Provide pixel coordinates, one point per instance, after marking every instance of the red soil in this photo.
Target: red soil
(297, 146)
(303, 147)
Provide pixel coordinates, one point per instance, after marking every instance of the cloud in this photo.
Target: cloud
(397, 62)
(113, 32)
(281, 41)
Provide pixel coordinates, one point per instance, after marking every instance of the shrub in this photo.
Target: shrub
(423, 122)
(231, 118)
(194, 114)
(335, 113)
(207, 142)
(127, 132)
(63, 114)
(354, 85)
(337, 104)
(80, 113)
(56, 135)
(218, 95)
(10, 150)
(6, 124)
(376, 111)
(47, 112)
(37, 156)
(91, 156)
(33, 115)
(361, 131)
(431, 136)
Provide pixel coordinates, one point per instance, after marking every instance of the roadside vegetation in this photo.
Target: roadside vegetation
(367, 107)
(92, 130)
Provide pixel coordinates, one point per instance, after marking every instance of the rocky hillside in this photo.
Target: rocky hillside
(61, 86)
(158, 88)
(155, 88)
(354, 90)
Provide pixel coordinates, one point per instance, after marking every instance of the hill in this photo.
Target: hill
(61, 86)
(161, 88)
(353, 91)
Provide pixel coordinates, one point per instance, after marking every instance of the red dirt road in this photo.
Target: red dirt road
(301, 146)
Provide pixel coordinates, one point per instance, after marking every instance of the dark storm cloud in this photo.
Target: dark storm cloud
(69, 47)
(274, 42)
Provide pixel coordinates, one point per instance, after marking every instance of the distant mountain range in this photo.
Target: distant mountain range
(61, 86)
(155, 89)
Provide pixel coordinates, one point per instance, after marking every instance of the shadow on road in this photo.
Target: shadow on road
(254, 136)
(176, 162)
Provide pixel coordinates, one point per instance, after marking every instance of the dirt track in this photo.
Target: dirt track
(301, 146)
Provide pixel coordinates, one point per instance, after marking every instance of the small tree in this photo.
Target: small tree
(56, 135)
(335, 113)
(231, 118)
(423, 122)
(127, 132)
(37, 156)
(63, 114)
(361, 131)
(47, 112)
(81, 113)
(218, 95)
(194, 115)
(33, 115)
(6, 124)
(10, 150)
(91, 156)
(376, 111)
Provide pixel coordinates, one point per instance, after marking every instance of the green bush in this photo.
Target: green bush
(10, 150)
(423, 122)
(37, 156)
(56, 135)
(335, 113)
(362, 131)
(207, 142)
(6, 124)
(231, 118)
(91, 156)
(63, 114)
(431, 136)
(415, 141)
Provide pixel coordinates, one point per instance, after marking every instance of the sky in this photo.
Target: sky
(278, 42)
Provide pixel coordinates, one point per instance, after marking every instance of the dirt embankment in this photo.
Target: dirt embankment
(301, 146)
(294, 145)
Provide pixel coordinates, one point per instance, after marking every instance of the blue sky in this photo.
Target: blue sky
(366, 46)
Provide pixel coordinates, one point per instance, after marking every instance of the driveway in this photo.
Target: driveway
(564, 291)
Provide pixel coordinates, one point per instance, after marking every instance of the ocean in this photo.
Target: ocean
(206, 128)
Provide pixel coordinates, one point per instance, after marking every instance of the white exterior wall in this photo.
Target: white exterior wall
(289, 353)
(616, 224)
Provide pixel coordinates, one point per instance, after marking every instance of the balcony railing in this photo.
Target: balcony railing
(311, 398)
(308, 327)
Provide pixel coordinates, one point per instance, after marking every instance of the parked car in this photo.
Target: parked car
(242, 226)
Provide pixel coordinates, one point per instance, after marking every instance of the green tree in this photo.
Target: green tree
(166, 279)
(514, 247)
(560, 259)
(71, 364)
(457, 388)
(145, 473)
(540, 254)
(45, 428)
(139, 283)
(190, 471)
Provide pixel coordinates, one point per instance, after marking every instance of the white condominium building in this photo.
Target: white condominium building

• **What is needed**
Repeat all the entries exactly as given.

• **The answer**
Provide pixel coordinates, one point per instance, after marking every instance of the red soil in this photo.
Target: red soil
(297, 146)
(303, 147)
Provide pixel coordinates, one point per instance, after marking every instance of the cloud in this photo.
Target: cloud
(397, 62)
(113, 32)
(281, 41)
Provide pixel coordinates, one point per instance, after marking every instance of the shrub in this photo.
Target: shrub
(423, 122)
(231, 118)
(194, 114)
(335, 113)
(207, 142)
(127, 132)
(63, 114)
(354, 85)
(337, 104)
(80, 113)
(56, 135)
(218, 95)
(10, 150)
(6, 124)
(376, 111)
(47, 112)
(37, 156)
(91, 156)
(33, 115)
(361, 131)
(431, 136)
Provide pixel coordinates, one point per instance, after marking every instance of the roadside vegetation in this photo.
Target: roadside vegetation
(367, 107)
(92, 130)
Provide pixel coordinates, one point per instance, after marking every instance of the rocky hillside in this photo.
Target: rocky hillside
(61, 86)
(158, 88)
(155, 88)
(354, 90)
Provide pixel coordinates, one point per instance, after marking every instance of the hill in this photo.
Target: hill
(61, 86)
(161, 88)
(353, 91)
Provide pixel coordinates, one point per instance, after marking every instance of the red dirt road in this photo.
Target: red dirt road
(301, 146)
Provide pixel coordinates, one point per instance, after marking every instance of the dark storm cloud in this photo.
Target: dark storm cloud
(69, 47)
(274, 42)
Provide pixel coordinates, one point per instance, after marking every instance of the distant mountain range in this photo.
Target: distant mountain range
(61, 86)
(155, 89)
Provide pixel coordinates, one point per instance, after marking every instance of the shadow on road in this photo.
Target: shadow on road
(254, 136)
(176, 162)
Provide pixel coordinates, one point per instance, after marking every instance of the dirt track in this photo.
Target: dirt track
(301, 146)
Provide pixel coordinates, one point per instance, after marking every instance of the small tree in this photo.
Target: small tree
(56, 135)
(335, 113)
(231, 118)
(423, 122)
(127, 132)
(37, 156)
(63, 114)
(361, 131)
(47, 112)
(81, 113)
(218, 95)
(194, 115)
(33, 115)
(6, 124)
(10, 150)
(91, 156)
(376, 111)
Provide pixel coordinates, one point per instance, after marking every instance of the green bush in this photo.
Target: green bush
(10, 150)
(423, 122)
(37, 156)
(56, 135)
(335, 113)
(362, 131)
(207, 142)
(6, 124)
(231, 118)
(91, 156)
(63, 114)
(431, 136)
(415, 141)
Provide pixel coordinates, one point per instance, after marking every instance of the sky in this photo.
Target: sky
(278, 42)
Provide pixel coordinates, one point per instance, after marking every instance of the dirt embankment in this photo.
Target: dirt embankment
(301, 146)
(294, 145)
Provide pixel coordinates, one point per instance, after marking every instance of the blue sky in this photo.
Target: blue sky
(366, 46)
Provide pixel coordinates, one point per instance, after marking every instance of the driveway in this photo.
Target: driveway
(564, 291)
Provide pixel coordinates, one point per instance, after marking every instance of the ocean in this photo.
Target: ocean
(206, 128)
Provide pixel coordinates, one point per instance, after marking every instance of the white exterior wall in this photo.
Target: white exterior wall
(289, 353)
(616, 224)
Provide pixel coordinates, one point per instance, after marking every instance of the balcony railing in this photo.
Target: balcony railing
(311, 398)
(308, 327)
Provide pixel coordinates, one point per instance, after marking every instance of the parked car in this photo.
Target: parked car
(242, 226)
Provide pixel coordinates, one point per instance, after marking every instance of the green tree in this photo.
Target: green tree
(166, 279)
(514, 247)
(560, 259)
(71, 364)
(457, 388)
(145, 473)
(540, 254)
(45, 428)
(139, 283)
(190, 471)
Provide pixel coordinates, one point per instance, after marking every instance of the white condominium building in this photo.
Target: white condominium building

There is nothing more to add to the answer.